* [Aim of the task]
Please copy every one of the entries below line for line, changing nothing.

__________

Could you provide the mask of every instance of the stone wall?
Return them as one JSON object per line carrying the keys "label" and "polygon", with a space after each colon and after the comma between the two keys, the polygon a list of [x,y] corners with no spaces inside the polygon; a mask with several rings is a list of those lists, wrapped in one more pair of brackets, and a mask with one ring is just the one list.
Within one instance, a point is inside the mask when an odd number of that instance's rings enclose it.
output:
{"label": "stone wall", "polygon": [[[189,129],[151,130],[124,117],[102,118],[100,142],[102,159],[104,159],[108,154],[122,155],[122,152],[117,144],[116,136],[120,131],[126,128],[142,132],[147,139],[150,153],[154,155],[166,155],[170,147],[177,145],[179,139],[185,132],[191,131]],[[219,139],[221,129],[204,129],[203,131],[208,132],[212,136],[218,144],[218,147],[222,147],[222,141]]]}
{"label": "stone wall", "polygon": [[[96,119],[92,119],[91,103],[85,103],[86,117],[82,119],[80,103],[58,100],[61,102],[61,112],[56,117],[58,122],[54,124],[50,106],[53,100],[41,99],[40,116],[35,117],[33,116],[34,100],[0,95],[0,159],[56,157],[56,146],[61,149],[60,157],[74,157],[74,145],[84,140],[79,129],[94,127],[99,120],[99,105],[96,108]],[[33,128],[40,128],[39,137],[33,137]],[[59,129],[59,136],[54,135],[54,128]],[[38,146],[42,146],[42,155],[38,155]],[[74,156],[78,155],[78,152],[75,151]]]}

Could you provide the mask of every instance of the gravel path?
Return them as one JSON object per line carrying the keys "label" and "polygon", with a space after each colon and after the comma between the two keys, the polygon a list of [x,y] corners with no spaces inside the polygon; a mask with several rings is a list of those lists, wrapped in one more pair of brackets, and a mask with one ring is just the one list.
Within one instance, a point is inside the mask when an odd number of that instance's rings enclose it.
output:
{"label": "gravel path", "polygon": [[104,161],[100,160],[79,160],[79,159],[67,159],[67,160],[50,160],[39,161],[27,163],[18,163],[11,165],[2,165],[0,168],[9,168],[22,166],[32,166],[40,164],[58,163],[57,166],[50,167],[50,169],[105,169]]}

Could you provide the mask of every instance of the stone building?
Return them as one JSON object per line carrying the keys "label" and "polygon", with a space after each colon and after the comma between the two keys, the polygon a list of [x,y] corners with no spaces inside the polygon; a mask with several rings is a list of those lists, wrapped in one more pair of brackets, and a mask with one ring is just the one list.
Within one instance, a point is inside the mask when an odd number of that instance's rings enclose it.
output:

__________

* [Solution for this problem]
Could you provide the mask of every instance of the stone wall?
Return them as one JSON object per line carrying the keys "label" and "polygon", with a space after each colon and after the comma between the two keys, the polygon a list of [x,y] corners with no spaces inside the polygon; a mask with several rings is a list of those lists, wrapped in one more pair of brackets, and a mask with one ring is just the one list.
Within one instance, a point is inside the mask when an odd number of that instance's rings enclose it.
output:
{"label": "stone wall", "polygon": [[[189,129],[151,130],[124,117],[102,118],[100,142],[102,159],[104,159],[108,154],[122,155],[122,152],[117,144],[116,136],[120,131],[126,128],[142,132],[147,139],[150,153],[154,155],[166,155],[170,147],[177,145],[179,139],[185,132],[191,131]],[[219,139],[221,129],[204,129],[203,131],[208,132],[212,136],[218,144],[218,147],[222,147],[222,141]]]}
{"label": "stone wall", "polygon": [[[96,119],[92,119],[91,103],[85,103],[86,117],[82,119],[80,103],[58,100],[61,102],[61,112],[56,117],[58,122],[54,124],[50,106],[53,100],[41,99],[40,116],[35,117],[33,116],[34,100],[0,95],[0,159],[56,157],[56,146],[61,149],[60,157],[74,157],[74,145],[84,140],[79,129],[94,127],[99,120],[99,105],[96,108]],[[33,128],[40,128],[39,137],[33,137]],[[59,129],[59,136],[54,135],[54,128]],[[38,146],[42,146],[42,155],[38,155]],[[74,156],[78,155],[78,152],[75,151]]]}

Could you provide the mask of every instance of the gravel path?
Return them as one JSON object per line carrying the keys "label" and "polygon", with a space after each colon and after the comma between the two keys, the polygon a list of [x,y] corners with no spaces inside the polygon; a mask with several rings is a list of those lists, wrapped in one more pair of brackets, and a mask with one ring is just the one list.
Within one instance, a point is inside the mask when an odd number of that instance's rings enclose it.
output:
{"label": "gravel path", "polygon": [[104,161],[100,160],[79,160],[79,159],[67,159],[67,160],[50,160],[39,161],[27,163],[18,163],[11,165],[2,165],[0,168],[9,168],[22,166],[32,166],[40,164],[58,163],[57,166],[50,167],[50,169],[105,169]]}

Could you provide the mask of every instance of the stone building?
Return them as one JSON object per line carrying the keys "label" and "polygon", with a space after each colon and after the comma between the two keys, the polygon a list of [x,y] corners with no spaces inside the polygon; a mask with several rings is a list of those lists, wrapped in one more pair of brackets, and a mask with one ring is just the one list.
Within one instance, a point is inside the mask when an odd number of that instance's rings enclose it.
output:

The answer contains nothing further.